Problem to work on: From the line containing "Study the photograph above. For every instance of the top" down to the last line of the data, output each line word for word and include nothing else.

Data supplied:
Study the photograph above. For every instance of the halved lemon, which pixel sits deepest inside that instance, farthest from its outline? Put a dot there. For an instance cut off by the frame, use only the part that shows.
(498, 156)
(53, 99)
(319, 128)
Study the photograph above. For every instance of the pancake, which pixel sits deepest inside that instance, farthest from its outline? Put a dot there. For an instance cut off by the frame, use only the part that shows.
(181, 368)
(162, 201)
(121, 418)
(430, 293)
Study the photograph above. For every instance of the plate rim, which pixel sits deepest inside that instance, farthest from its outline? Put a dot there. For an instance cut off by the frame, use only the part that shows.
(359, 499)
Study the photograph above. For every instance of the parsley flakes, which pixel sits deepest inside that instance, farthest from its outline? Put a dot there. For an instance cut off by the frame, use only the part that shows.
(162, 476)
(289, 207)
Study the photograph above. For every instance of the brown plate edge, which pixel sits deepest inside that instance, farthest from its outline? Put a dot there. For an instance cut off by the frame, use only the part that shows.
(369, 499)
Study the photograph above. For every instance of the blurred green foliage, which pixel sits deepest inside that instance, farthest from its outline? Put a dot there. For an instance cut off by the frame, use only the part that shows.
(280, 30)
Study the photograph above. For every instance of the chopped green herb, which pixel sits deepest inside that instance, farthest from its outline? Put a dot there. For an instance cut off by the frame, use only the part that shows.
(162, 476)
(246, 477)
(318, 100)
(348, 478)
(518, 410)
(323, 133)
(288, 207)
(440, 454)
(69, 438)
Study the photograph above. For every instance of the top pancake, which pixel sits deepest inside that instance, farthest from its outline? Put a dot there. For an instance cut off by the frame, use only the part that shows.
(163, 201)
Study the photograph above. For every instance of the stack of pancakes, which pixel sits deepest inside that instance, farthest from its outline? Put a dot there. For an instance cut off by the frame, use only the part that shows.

Worked solution:
Study the photograph above. For every instance of the top pancake, which pixel sits deepest inside that instance, farthest from its outline? Put a dot there. For an instance cut off by the frame, use only the part that shows.
(163, 201)
Study the photograph above. For every instance of the stack of pancakes, which pixel sits deepest inside that instance, farthest from its outline? Put a dot there. For an instance cut off by the frame, use only the part that shows.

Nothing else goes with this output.